* **TASK GOAL**: Copy out the lines starting with the one containing "Query: unopened bud" and continuing through the one containing "(221, 1239)", with both of those lines included. Omit the pictures from your copy.

* **EXTRACTED RECORDS**:
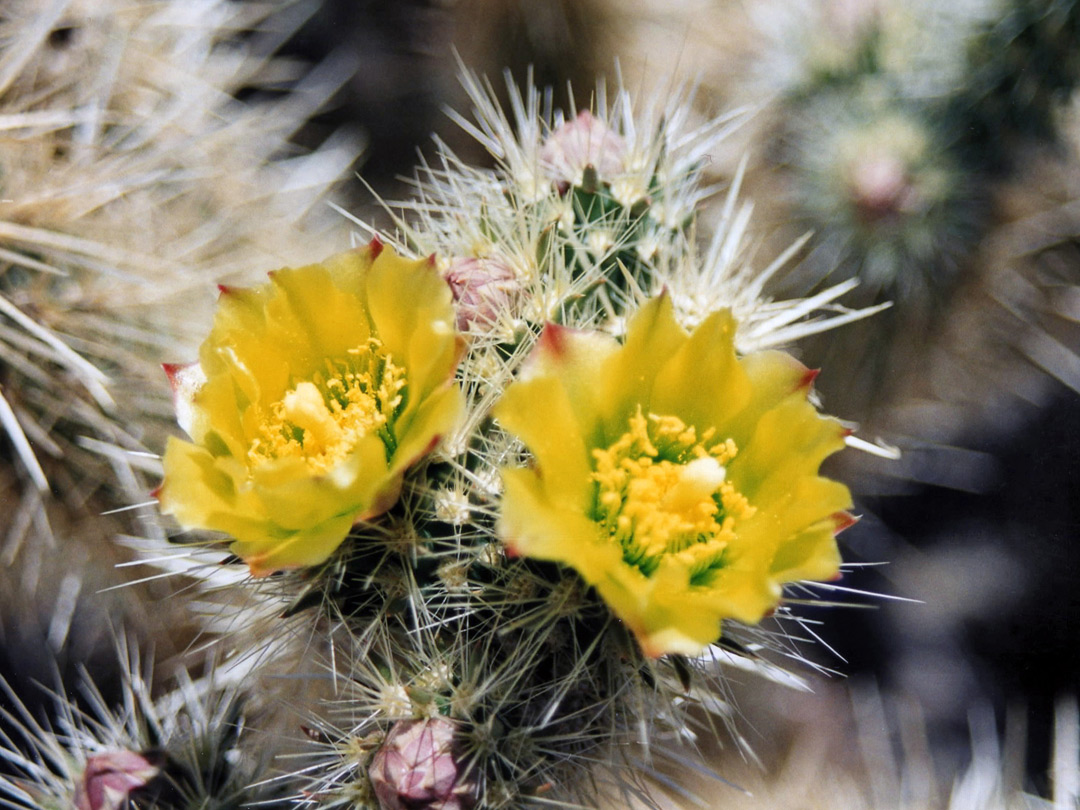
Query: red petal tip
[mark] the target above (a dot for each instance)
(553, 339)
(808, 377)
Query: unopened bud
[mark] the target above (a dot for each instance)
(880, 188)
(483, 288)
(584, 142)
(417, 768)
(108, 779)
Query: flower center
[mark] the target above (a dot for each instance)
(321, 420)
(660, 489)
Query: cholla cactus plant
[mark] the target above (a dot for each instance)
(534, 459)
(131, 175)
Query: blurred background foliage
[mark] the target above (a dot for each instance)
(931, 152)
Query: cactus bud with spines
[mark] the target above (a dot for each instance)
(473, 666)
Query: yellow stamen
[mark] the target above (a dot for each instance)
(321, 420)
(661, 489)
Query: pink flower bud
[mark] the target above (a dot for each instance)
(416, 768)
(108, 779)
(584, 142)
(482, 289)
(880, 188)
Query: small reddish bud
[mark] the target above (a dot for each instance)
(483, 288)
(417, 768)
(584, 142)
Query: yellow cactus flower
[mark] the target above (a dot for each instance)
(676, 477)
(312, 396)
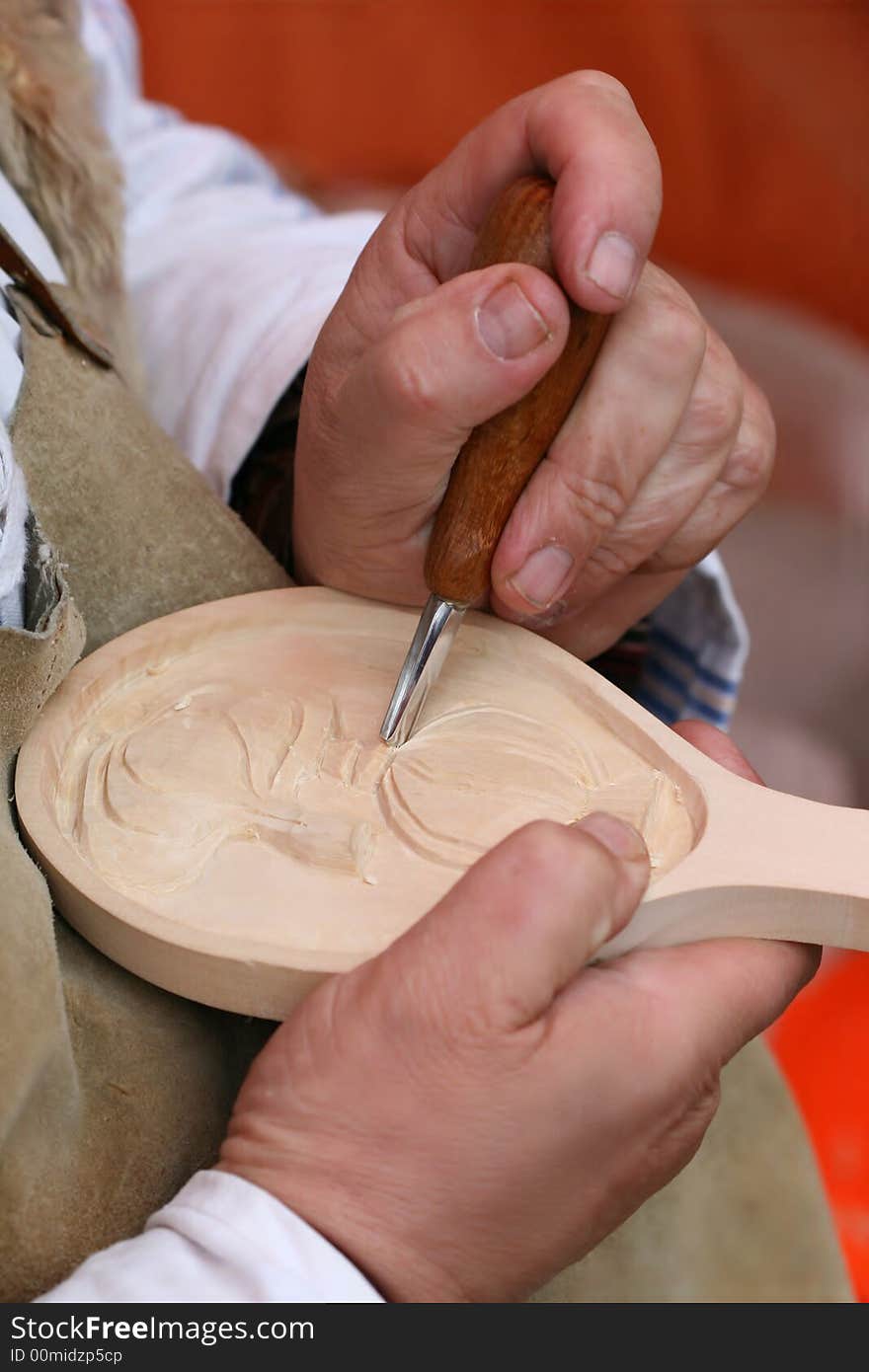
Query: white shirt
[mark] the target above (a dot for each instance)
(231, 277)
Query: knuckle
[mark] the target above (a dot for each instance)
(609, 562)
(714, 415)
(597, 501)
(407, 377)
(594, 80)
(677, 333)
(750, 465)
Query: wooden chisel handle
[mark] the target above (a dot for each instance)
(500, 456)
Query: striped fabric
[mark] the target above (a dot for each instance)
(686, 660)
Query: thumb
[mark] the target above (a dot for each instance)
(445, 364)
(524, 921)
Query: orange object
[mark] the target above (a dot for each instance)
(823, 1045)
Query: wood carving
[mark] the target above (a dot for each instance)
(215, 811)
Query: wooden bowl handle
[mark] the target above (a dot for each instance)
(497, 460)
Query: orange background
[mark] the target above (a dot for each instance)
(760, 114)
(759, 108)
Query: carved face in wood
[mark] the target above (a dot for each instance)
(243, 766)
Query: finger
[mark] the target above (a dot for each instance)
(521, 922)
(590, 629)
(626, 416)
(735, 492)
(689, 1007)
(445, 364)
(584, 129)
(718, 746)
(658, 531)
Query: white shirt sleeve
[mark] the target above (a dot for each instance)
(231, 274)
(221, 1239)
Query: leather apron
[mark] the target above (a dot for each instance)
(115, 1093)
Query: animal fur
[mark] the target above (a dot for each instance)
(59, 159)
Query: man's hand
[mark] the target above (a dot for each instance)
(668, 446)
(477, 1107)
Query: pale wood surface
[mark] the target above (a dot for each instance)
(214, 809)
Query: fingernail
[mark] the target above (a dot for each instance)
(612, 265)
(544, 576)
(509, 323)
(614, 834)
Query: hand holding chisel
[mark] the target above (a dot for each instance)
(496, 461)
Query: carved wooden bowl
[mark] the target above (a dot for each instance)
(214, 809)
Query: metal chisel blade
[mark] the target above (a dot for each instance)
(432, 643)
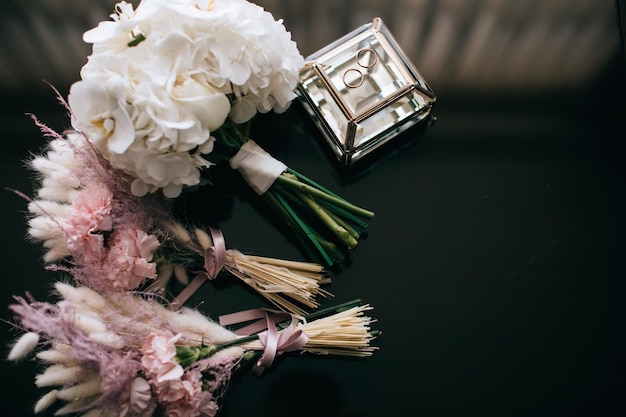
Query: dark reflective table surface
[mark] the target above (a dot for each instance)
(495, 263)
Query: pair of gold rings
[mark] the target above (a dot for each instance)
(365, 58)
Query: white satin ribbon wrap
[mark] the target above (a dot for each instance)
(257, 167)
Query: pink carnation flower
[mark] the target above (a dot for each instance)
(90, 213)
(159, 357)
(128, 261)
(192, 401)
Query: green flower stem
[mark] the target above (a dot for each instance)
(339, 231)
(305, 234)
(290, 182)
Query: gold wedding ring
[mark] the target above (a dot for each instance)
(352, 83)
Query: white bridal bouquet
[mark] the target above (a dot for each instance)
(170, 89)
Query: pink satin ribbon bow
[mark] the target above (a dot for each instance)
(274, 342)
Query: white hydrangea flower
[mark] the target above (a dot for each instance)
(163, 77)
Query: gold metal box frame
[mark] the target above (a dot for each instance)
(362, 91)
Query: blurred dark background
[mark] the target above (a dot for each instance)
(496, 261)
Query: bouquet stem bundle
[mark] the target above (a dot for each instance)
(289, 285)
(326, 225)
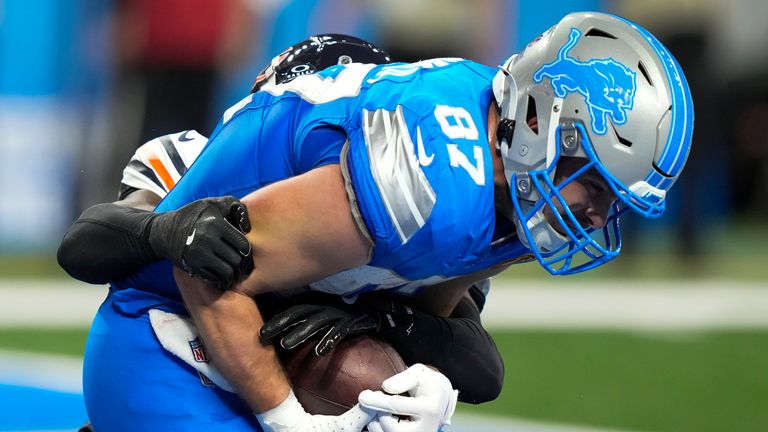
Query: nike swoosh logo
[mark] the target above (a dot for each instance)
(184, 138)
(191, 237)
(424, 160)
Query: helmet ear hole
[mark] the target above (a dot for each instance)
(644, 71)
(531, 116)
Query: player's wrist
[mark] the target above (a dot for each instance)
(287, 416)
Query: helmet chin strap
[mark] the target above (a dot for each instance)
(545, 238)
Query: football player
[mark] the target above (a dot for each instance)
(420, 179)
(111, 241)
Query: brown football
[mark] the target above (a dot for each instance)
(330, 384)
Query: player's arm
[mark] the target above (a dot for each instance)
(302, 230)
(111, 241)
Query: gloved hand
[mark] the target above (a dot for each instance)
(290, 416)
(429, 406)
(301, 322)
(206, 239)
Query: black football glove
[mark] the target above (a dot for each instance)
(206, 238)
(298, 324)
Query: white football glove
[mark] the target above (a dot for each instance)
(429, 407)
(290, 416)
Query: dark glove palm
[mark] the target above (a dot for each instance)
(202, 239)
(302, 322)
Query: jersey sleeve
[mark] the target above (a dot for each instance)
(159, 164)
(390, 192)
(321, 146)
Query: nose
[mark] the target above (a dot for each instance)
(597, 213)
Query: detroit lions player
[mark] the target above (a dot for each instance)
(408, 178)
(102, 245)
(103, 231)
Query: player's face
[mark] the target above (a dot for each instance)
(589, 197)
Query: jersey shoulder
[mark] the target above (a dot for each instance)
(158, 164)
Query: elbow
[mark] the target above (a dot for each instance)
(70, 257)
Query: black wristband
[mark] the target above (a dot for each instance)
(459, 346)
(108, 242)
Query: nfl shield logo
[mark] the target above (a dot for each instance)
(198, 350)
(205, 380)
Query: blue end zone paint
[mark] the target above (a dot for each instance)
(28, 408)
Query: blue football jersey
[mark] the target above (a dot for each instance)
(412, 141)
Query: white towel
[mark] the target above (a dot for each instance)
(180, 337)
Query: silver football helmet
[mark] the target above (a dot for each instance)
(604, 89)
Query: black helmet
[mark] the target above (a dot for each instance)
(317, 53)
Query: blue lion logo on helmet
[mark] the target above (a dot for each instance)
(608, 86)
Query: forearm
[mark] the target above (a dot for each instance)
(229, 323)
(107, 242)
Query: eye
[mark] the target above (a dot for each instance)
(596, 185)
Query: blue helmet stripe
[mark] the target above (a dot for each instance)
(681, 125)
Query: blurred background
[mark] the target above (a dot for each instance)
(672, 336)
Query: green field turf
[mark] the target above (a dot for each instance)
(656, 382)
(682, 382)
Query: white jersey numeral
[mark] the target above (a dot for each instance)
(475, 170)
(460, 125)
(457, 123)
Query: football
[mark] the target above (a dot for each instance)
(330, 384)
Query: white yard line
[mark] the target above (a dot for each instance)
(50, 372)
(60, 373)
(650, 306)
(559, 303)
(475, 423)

* **ANSWER TO THIS EXERCISE**:
Query: unopened bud
[mark] the target above (a dot for each instance)
(880, 188)
(483, 288)
(584, 142)
(417, 768)
(108, 779)
Query: flower center
[mark] the target above (a dot for each instance)
(321, 420)
(660, 489)
Query: cholla cactus plant
[mark] the target above (a dot for each instance)
(534, 459)
(131, 175)
Query: blurred background foliage
[mark] the target above (a dot for each instance)
(931, 152)
Query: cactus bud with spines
[mark] the target above (a dot for each instance)
(473, 666)
Query: yellow stamen
[mark] the target above (a dot for each instance)
(321, 420)
(661, 489)
Query: pink flower bud
[mark] the target above (a dot for each instance)
(416, 768)
(108, 779)
(584, 142)
(482, 289)
(880, 188)
Query: small reddish bud
[mark] the target above (a dot for each instance)
(483, 288)
(417, 768)
(584, 142)
Query: yellow cactus flower
[mark] the target above (a dot for each instance)
(676, 477)
(312, 396)
Query: white shirt
[mark] the target above (a dot for each instance)
(231, 277)
Query: knuckle
[mark] the target above (a dot for each instance)
(609, 562)
(714, 415)
(597, 501)
(407, 377)
(594, 80)
(677, 333)
(750, 465)
Query: wooden chisel handle
[mark] the target above (a dot for each instance)
(500, 456)
Query: striped fabric
[mark] the target above (a dot for each instance)
(686, 660)
Query: thumb
[mark] the target above (a dot for each instance)
(445, 364)
(524, 921)
Query: orange object
[mark] the target above (a dot for each instance)
(823, 1045)
Query: wood carving
[mark] the target above (a dot for each instance)
(215, 811)
Query: wooden bowl handle
[mark] the target above (a dot for each instance)
(497, 460)
Query: orange background
[mark] the target above (a dot for each instance)
(760, 114)
(759, 108)
Query: carved face in wood
[mark] the target above (a dot for each instance)
(243, 766)
Query: finger
[mark] the target above (a dot for each instance)
(521, 922)
(590, 629)
(626, 416)
(735, 492)
(689, 1007)
(445, 364)
(584, 129)
(718, 746)
(658, 531)
Query: white shirt sleeve
[mark] the target above (a dot for each instance)
(231, 274)
(221, 1239)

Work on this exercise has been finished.